The four of us decided to ride together to Tirana where we would overnight. As we navigated through a town we were on the outskirts when a dog was frightened by us and ran across the road, only to be hit by a Mercedes who was overtaking us at speed. Bits of the Mercedes went everywhere and we heard the cries of the dog behind us. Van and Jonathon must have had a nasty scene. We rode on and Rickie set off at her normal quick pace. I held on about 10 m back (when riding together we are either next to each other or far enough behind that we are not drafting). Van and Jonathon were behind us and we soon outpaced them—they ended up grabbing a hotel before Tirana. I suspect we ended up on a motorway but I’m not sure and there were not signs (or an alternative route) so we just put out head down and rode on.
As we approached Tirana there was a lot of dust and smoke in the air and I began to have some problems with my asthma so had to take a few hits from my inhaler. Overall I was very fortunate not to have any major problems—and that as in spite of the poor diet I was having (lots of ice cream!).
The World Bank’s office in Tirana had kindly suggested a route through the city and it served us very well. There was a lot of traffic on the road and I would not have wanted to ride through Tirana during rush hour. The only problem was that I hit a major pothole in the dark which gave my wrist a major jarring. I had shattered the cartilage in my wrist in a bike crash years ago and the pain was about a 9/10. It stayed with me for a while before subsiding to something less bothersome. It was to reoccur for the remainder of the race—my only major complaint.
About 21:00 we hit the southern outskirts of the city and decided we needed some food and if possible a hotel. Rickie suggested we head off the road at a certain point and we were greeted with a bakery. She went in and bought something to eat while I watched the bikes. Rickie told me she had bought me two cakes. My Garmin claimed there was a hotel 75 m away so while she waited I munched on a cake and went looking for a room.
The Garmin was correct! I went to reception and requested a room. They told me they did not have twin beds, only king size beds. I got Rickie her own room and went back to get her. She was diligently waiting—and told me sheepishly she had eaten the second cake. Good thing as it was far too rich for me.
When we went to the hotel the clerk refused to let Rickie carry her bike upstairs and chivalrously took it from her arms and showed me up by bounding up to the top floor where we had our rooms. When we went in it confirmed that we were, in fact, staying in a hotel which catered for very short stays—i.e. prostitutes. Explains why there was someone available to make up rooms that late at night. When Rickie closed her door she called out that I had to look at the back of the door. Leather with studs. Went well with the red vinyl beds etc. I went out and grabbed some more food—from very friendly vendors who welcomed me to Albania and told me they hoped I had a good visit—before crashing to a very good night’s sleep.
We were out at 06:30 and the morning clerk would also not hear of Rickie carrying her bike. He insistently took it from her hands. Nice guys these brothel operators. We then hit the road and started the climbing out of Tirana.
It was a nice day for a ride, if a bit hot. After a few hours we had a fellow wave us down towards a new motorway with a tunnel! This looked hopeful and as we approached the tunnel Rickie called out that a policeman was waiving us over to the side. I told her to ignore him and within a few seconds we were in the tunnel. Having experienced tunnel construction when building expressways in China I must say that the quality of construction—and the safety features—were excellent (as was the quality of the expressway!).

## [DATA SECTION]
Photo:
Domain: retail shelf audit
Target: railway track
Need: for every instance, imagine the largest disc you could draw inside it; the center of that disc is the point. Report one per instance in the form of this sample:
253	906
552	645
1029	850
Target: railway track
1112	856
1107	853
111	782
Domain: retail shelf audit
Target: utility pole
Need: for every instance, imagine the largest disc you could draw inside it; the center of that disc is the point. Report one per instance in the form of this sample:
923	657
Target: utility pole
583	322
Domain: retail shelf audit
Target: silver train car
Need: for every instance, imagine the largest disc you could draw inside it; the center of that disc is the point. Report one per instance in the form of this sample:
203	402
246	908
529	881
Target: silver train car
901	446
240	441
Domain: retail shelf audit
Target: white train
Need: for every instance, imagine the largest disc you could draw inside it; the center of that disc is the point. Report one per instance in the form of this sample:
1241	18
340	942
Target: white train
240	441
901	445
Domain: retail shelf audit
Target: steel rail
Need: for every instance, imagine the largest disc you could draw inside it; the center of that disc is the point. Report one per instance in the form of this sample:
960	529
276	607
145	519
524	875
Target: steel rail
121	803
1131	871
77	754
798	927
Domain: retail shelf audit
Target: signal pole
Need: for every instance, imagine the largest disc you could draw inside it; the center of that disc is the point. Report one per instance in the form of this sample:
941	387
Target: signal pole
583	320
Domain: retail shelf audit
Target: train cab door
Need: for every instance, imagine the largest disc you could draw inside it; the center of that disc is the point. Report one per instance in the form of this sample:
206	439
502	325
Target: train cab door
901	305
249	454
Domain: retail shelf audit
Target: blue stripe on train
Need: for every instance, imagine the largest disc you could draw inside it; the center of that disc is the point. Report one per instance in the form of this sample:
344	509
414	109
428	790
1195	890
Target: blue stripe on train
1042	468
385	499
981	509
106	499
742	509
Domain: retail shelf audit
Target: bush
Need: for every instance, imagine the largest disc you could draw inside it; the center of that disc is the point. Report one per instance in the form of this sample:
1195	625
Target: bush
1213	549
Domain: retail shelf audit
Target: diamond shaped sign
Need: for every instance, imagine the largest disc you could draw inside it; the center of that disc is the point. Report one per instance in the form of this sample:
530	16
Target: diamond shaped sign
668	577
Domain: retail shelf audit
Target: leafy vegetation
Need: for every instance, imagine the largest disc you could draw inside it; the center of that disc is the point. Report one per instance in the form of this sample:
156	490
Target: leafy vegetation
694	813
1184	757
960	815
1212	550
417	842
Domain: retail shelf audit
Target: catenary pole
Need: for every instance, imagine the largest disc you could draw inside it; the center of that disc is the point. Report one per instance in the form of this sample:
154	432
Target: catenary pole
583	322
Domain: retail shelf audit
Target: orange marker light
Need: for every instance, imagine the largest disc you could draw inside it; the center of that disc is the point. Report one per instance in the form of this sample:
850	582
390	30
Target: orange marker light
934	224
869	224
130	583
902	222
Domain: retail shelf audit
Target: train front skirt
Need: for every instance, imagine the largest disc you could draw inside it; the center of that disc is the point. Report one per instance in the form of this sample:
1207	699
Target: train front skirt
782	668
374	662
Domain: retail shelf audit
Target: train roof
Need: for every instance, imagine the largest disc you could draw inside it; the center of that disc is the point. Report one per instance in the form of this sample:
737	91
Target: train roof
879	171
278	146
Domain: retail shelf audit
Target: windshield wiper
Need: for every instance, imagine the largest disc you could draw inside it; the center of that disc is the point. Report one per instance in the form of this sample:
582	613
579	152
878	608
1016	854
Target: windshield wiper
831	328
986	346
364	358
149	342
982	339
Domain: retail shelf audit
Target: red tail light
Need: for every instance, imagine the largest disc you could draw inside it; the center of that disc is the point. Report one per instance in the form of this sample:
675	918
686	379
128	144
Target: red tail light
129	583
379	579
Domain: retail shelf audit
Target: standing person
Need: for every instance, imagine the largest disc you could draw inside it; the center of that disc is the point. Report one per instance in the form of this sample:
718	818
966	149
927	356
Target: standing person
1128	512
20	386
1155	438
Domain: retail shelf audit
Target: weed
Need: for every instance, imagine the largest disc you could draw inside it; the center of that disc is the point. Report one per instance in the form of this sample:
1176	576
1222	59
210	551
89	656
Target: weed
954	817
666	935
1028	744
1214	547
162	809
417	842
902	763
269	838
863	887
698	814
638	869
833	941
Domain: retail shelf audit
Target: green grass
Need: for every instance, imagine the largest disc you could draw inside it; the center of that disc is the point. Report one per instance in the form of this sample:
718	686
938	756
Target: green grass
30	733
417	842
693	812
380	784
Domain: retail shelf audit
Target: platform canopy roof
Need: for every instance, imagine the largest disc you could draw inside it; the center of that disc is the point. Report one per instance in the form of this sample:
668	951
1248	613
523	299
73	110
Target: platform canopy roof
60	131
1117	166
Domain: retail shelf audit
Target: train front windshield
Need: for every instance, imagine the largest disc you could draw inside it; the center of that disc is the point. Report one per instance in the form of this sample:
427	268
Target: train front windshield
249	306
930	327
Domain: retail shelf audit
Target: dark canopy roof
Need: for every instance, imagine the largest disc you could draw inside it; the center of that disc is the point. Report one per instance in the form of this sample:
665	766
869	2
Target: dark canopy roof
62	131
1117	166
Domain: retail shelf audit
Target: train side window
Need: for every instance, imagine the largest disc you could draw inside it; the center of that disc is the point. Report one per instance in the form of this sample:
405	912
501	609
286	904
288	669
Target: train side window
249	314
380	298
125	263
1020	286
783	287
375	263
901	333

## [WHAT YOU ARE ASKED TO DO]
Answer these questions from the cycling account above, each on its own line.
1. Which office suggested the route through Tirana?
2. How far away did the Garmin say the hotel was?
3. At what time were the riders out the next morning?

## [ANSWER FOR THE TASK]
1. The World Bank's office in Tirana.
2. 75 m.
3. 06:30.